**WRITTEN PROBLEM:** Copy out the GPU benchmark text again, everything from "For reference also" down to "the recent years.", and swap "iconic" for "classic".

Deep Learning GPU Benchmarks

An overview of current high end GPUs and compute accelerators best for deep and machine learning tasks. Included are the latest offerings from NVIDIA: the Hopper and Ada Lovelace GPU generation. Also the performance of multi GPU setups is evaluated.

Table of contents

Overview of the benchmarked GPUs

Although we only tested a small selection of all the available GPUs, we think we covered all GPUs that are currently best suited for deep learning training, model fine tuning and inference tasks due to their compute and memory capabilities and their compatibility to current deep learning frameworks, namely Pytorch and Tensorflow.

For reference also the iconic deep learning GPUs: Geforce GTX 1080 Ti, RTX 2080 Ti, RTX 3090 and Tesla V100 are included to visualize the increase of compute performance over the recent years.

GTX 1080TI

Suitable for: Workstations

Launch Date: 2017.03

Architecture: Pascal

VRAM Memory (GB): 11 (GDDR5X)

**RECORDED INFORMATION:**
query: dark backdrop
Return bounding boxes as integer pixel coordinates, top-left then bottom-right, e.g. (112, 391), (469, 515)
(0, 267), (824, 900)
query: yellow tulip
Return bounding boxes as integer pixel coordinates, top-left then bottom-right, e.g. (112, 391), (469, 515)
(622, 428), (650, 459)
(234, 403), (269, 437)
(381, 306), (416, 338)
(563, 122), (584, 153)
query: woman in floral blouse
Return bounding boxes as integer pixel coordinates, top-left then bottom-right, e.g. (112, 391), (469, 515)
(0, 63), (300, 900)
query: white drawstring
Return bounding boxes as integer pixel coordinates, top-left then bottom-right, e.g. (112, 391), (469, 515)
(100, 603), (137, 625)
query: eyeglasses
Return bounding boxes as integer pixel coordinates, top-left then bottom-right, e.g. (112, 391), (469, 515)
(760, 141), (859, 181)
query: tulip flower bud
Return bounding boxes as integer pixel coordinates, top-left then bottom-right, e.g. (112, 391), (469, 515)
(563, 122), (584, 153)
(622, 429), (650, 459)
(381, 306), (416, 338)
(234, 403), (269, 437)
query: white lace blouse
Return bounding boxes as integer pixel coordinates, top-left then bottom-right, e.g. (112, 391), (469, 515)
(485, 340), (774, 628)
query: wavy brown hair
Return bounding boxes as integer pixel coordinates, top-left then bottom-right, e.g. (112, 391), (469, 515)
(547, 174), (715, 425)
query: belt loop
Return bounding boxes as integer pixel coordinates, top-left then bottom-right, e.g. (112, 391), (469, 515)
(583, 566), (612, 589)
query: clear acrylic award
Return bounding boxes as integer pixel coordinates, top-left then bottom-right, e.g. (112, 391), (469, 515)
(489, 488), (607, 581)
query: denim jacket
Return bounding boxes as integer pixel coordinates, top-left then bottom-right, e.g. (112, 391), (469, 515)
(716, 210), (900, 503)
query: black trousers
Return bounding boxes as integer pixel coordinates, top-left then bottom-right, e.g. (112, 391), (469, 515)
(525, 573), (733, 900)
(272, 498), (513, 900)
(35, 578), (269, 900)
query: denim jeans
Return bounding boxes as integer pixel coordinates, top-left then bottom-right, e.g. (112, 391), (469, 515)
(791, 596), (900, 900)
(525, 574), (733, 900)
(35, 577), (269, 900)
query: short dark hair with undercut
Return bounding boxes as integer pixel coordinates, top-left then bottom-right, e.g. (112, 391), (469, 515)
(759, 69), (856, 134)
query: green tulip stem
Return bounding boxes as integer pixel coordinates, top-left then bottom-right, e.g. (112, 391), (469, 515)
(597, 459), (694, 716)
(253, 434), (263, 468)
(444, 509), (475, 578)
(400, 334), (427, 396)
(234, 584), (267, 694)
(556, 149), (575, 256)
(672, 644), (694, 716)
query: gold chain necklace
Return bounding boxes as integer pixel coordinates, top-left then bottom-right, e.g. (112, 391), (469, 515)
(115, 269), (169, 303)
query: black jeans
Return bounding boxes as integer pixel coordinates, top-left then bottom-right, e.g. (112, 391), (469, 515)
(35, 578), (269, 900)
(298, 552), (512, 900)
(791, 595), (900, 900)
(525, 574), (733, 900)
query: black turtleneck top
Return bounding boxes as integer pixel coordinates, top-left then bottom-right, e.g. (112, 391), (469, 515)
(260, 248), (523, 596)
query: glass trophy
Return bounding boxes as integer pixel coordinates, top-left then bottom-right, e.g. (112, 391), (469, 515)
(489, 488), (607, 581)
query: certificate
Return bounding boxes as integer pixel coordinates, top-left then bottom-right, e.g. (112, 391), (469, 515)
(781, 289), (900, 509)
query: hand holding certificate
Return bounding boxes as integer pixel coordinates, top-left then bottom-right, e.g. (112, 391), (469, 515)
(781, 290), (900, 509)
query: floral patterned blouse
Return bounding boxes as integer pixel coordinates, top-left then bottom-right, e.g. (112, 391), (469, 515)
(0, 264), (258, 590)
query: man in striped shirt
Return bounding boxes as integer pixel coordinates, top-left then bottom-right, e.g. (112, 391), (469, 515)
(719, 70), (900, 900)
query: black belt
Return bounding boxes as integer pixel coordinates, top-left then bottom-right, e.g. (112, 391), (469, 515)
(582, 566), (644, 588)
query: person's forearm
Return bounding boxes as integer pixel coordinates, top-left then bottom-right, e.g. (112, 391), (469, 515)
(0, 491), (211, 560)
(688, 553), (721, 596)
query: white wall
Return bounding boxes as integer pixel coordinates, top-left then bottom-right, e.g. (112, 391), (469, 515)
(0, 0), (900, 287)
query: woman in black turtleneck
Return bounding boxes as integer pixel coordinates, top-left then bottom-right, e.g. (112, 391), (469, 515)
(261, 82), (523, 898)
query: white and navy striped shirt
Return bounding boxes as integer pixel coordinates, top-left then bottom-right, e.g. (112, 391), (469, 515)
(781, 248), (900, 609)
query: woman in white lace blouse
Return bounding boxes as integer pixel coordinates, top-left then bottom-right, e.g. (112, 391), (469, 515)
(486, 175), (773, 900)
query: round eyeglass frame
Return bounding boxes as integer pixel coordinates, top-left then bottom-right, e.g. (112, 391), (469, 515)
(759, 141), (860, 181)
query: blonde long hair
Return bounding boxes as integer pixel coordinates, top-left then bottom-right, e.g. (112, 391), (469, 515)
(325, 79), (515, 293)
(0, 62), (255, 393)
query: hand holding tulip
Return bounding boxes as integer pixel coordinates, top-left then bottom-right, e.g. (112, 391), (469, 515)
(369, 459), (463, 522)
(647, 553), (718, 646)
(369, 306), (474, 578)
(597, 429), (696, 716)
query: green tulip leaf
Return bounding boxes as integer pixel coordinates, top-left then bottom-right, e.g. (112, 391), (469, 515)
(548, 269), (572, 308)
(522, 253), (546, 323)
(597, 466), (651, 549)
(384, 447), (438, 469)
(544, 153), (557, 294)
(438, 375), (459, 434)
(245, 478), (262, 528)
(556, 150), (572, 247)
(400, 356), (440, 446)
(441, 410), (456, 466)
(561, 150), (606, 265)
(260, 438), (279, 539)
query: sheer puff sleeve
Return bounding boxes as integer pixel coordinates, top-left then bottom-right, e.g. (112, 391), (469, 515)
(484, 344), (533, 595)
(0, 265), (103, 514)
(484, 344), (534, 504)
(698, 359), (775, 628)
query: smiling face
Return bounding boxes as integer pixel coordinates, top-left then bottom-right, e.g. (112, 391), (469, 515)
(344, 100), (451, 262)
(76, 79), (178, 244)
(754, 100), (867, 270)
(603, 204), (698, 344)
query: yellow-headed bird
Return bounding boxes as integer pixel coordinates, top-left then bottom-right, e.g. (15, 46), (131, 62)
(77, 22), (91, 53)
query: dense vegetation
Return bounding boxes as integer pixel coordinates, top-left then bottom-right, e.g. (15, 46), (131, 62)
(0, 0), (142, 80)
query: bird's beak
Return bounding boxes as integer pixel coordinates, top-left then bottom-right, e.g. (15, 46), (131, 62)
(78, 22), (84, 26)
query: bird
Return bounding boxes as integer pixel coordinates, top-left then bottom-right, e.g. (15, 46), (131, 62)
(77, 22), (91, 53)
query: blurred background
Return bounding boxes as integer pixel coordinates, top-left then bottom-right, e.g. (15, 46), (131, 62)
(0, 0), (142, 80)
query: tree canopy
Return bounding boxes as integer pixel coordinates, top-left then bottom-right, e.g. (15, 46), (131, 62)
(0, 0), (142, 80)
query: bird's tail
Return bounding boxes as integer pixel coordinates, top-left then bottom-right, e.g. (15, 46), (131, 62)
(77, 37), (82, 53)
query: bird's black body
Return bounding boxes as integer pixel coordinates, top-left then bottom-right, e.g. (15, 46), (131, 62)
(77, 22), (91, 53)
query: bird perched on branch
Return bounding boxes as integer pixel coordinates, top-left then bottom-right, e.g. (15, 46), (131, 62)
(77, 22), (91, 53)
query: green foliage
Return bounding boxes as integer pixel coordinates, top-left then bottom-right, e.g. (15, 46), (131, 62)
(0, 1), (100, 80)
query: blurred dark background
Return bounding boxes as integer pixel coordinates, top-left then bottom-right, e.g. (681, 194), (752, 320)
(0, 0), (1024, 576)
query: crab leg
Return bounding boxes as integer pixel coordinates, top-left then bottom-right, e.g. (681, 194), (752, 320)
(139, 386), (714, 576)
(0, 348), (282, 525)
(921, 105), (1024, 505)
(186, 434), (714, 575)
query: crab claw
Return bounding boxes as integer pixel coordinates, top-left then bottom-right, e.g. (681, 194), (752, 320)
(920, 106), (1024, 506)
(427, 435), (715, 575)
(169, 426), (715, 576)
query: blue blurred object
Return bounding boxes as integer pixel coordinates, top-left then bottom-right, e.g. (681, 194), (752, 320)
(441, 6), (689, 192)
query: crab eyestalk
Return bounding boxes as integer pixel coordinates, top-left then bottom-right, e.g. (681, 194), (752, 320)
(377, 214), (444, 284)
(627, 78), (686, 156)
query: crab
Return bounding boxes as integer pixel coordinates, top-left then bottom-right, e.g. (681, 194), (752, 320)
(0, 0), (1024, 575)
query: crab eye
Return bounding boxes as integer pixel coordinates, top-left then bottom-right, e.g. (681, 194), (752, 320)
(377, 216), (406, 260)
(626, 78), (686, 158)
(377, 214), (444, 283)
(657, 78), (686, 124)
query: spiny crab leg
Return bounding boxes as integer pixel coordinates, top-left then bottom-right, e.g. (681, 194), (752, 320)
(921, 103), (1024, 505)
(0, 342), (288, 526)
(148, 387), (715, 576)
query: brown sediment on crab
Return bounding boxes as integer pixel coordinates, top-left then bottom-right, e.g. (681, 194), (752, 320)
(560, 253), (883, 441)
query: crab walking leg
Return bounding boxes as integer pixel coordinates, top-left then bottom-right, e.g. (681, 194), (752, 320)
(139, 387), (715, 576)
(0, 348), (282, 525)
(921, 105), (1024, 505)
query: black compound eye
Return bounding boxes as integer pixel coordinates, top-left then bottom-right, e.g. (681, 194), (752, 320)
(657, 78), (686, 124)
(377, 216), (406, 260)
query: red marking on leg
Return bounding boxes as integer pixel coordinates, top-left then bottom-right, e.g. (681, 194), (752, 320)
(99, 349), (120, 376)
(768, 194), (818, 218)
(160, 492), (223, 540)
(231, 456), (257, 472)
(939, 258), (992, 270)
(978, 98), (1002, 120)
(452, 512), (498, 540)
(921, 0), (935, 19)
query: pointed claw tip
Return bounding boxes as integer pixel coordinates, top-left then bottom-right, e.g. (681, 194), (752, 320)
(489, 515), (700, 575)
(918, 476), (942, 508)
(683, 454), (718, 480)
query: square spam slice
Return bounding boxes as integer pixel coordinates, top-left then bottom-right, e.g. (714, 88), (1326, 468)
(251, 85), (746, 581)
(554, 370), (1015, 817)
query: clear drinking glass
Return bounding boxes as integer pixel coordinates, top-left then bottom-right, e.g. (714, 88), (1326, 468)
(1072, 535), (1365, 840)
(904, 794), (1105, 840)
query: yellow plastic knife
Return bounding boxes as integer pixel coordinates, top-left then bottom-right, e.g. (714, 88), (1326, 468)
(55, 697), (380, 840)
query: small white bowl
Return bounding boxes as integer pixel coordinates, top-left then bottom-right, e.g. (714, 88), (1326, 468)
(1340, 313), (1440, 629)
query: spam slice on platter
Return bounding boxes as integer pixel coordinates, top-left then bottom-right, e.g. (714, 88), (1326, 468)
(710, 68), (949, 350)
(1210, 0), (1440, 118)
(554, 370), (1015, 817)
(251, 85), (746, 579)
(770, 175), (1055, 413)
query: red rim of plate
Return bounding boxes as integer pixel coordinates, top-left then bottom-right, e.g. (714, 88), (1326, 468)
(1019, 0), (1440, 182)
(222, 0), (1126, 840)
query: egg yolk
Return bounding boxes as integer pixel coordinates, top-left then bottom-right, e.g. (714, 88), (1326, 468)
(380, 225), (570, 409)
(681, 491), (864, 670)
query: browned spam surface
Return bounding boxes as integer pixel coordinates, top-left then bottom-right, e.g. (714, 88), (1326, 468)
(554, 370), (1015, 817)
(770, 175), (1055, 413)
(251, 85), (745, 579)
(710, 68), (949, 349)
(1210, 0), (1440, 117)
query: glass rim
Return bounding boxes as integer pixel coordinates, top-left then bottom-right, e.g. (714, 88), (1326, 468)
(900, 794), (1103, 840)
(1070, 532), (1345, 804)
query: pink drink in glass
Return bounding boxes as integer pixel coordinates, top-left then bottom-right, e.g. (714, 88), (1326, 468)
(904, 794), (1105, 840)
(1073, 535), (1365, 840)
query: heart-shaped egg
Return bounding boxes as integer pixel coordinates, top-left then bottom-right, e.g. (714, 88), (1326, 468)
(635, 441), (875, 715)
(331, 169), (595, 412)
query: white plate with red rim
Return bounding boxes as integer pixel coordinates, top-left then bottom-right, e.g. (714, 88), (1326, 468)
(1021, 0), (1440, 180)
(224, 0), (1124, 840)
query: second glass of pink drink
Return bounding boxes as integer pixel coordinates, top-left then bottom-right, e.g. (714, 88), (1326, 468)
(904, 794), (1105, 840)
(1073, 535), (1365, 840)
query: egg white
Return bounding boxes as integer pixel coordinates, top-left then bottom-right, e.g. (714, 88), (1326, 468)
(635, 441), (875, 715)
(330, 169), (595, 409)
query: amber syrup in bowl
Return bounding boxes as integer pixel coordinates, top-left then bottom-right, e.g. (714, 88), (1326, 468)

**OUTPUT OF THE TASK:**
For reference also the classic deep learning GPUs: Geforce GTX 1080 Ti, RTX 2080 Ti, RTX 3090 and Tesla V100 are included to visualize the increase of compute performance over the recent years.